Linux-mm Archive on lore.kernel.org
 help / color / Atom feed
From: Jerome Glisse <jglisse@redhat.com>
To: Daniel Vetter <daniel.vetter@ffwll.ch>
Cc: "Jason Gunthorpe" <jgg@ziepe.ca>,
	"Michal Hocko" <mhocko@kernel.org>,
	"Andrew Morton" <akpm@linux-foundation.org>,
	LKML <linux-kernel@vger.kernel.org>,
	"Linux MM" <linux-mm@kvack.org>,
	"DRI Development" <dri-devel@lists.freedesktop.org>,
	"Intel Graphics Development" <intel-gfx@lists.freedesktop.org>,
	"Peter Zijlstra" <peterz@infradead.org>,
	"Ingo Molnar" <mingo@redhat.com>,
	"David Rientjes" <rientjes@google.com>,
	"Christian König" <christian.koenig@amd.com>,
	"Masahiro Yamada" <yamada.masahiro@socionext.com>,
	"Wei Wang" <wvw@google.com>,
	"Andy Shevchenko" <andriy.shevchenko@linux.intel.com>,
	"Thomas Gleixner" <tglx@linutronix.de>,
	"Jann Horn" <jannh@google.com>, "Feng Tang" <feng.tang@intel.com>,
	"Kees Cook" <keescook@chromium.org>,
	"Randy Dunlap" <rdunlap@infradead.org>,
	"Daniel Vetter" <daniel.vetter@intel.com>
Subject: Re: [PATCH 2/5] kernel.h: Add non_block_start/end()
Date: Thu, 15 Aug 2019 13:35:11 -0400
Message-ID: <20190815173511.GG30916@redhat.com> (raw)
In-Reply-To: <CAKMK7uGm_vg_6sqU2X=Owu79zLcC8d5U+Yr2O-oEsCnTjeWzCw@mail.gmail.com>

On Thu, Aug 15, 2019 at 07:21:47PM +0200, Daniel Vetter wrote:
> On Thu, Aug 15, 2019 at 7:16 PM Jason Gunthorpe <jgg@ziepe.ca> wrote:
> >
> > On Thu, Aug 15, 2019 at 12:32:38PM -0400, Jerome Glisse wrote:
> > > On Thu, Aug 15, 2019 at 12:10:28PM -0300, Jason Gunthorpe wrote:
> > > > On Thu, Aug 15, 2019 at 04:43:38PM +0200, Daniel Vetter wrote:
> > > >
> > > > > You have to wait for the gpu to finnish current processing in
> > > > > invalidate_range_start. Otherwise there's no point to any of this
> > > > > really. So the wait_event/dma_fence_wait are unavoidable really.
> > > >
> > > > I don't envy your task :|
> > > >
> > > > But, what you describe sure sounds like a 'registration cache' model,
> > > > not the 'shadow pte' model of coherency.
> > > >
> > > > The key difference is that a regirstationcache is allowed to become
> > > > incoherent with the VMA's because it holds page pins. It is a
> > > > programming bug in userspace to change VA mappings via mmap/munmap/etc
> > > > while the device is working on that VA, but it does not harm system
> > > > integrity because of the page pin.

• _Supplied information_:
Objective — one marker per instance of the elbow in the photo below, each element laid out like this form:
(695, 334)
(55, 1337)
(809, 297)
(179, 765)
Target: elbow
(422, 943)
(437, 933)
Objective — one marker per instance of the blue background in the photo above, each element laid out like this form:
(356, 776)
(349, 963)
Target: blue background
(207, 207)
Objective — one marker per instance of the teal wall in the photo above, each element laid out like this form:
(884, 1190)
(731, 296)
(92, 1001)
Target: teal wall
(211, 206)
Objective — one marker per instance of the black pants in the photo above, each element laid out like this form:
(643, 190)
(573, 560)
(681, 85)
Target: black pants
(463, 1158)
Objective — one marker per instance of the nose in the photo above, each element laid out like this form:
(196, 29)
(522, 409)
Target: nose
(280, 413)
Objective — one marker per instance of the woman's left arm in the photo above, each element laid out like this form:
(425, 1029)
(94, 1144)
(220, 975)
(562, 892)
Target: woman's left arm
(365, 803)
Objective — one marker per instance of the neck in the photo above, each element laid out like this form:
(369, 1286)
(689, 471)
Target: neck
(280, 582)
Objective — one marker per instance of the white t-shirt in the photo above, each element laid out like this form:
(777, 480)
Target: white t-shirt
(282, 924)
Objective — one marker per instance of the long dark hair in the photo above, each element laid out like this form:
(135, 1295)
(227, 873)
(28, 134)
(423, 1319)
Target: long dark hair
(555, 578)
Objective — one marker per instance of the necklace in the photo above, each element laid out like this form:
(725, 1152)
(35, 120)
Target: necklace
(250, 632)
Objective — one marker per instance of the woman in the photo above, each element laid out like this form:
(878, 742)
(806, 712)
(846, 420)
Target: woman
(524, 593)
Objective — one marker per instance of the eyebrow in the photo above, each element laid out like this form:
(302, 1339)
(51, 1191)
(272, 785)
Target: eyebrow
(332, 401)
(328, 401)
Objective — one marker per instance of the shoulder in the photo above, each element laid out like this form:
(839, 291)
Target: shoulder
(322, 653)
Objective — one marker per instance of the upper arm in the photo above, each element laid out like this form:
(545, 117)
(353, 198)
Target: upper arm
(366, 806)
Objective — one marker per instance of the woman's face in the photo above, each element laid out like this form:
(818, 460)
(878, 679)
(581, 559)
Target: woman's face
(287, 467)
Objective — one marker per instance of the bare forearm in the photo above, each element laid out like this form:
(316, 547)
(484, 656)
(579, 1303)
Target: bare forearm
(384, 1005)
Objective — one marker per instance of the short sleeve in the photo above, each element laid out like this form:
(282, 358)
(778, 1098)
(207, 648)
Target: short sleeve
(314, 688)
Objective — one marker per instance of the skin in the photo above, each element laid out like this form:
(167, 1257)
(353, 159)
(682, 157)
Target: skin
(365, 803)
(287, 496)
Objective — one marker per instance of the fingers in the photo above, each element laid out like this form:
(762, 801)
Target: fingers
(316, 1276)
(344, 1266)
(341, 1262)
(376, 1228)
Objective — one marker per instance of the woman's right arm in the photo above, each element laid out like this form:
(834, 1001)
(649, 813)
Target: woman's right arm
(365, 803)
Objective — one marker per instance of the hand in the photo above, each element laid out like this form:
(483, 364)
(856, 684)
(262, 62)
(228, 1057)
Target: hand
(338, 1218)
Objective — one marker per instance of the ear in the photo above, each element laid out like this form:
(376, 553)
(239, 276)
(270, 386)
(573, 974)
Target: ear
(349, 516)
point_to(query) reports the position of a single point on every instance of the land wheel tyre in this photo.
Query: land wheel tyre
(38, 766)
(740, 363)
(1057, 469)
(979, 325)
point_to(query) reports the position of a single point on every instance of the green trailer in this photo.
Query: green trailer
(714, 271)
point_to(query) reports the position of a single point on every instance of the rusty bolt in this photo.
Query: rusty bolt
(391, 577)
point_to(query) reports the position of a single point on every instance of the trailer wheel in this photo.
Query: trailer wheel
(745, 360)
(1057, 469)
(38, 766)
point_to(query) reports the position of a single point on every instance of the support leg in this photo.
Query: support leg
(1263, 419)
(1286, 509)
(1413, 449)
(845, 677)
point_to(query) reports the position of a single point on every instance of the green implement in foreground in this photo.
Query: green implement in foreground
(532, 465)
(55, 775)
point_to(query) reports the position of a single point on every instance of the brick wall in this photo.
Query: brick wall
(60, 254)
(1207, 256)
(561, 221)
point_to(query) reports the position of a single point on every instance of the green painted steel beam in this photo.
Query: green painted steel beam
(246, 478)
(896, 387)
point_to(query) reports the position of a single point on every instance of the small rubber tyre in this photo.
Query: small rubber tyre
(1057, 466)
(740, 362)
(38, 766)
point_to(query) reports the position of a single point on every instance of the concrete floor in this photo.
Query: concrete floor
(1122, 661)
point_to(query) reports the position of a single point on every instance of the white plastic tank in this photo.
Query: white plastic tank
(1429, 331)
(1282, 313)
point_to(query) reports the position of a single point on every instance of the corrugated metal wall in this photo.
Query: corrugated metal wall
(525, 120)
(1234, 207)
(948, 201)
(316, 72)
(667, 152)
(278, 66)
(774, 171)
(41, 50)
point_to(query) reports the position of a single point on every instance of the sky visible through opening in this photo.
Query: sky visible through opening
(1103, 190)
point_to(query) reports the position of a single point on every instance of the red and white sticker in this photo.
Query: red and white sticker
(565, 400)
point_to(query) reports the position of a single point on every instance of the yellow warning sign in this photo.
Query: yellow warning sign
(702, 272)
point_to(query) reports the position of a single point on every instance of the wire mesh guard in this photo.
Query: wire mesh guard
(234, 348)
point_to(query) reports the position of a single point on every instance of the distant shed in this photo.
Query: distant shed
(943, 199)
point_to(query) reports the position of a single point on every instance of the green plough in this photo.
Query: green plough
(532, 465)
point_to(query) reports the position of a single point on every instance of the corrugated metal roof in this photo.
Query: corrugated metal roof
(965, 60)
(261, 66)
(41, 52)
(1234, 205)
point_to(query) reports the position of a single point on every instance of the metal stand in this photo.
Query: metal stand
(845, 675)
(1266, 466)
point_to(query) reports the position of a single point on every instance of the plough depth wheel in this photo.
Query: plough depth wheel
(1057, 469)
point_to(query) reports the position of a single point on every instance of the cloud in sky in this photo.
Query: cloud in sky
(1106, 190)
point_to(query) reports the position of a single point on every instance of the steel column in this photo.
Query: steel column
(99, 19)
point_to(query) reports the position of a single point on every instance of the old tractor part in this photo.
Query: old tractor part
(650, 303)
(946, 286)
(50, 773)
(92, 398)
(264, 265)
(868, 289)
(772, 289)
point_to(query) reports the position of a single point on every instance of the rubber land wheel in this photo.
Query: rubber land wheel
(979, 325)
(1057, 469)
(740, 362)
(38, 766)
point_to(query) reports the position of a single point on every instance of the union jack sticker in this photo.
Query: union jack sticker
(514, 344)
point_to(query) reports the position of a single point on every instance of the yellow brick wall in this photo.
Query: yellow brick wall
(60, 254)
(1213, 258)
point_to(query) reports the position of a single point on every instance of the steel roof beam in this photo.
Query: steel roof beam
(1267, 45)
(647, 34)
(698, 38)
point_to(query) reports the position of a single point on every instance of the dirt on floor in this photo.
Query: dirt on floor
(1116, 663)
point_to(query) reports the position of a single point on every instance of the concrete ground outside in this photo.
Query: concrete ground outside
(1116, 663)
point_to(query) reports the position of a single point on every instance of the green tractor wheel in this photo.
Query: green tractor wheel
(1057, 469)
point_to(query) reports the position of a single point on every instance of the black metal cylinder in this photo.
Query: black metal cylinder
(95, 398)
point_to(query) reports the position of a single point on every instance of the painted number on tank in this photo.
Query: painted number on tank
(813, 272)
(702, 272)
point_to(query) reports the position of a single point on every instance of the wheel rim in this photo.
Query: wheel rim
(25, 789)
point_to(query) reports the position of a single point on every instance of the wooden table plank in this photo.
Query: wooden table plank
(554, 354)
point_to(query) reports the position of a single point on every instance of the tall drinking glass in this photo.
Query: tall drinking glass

• _Written problem_: Which two coherency models does the mailing list thread contrast?

• _Full solution_: The "registration cache" model and the "shadow pte" model.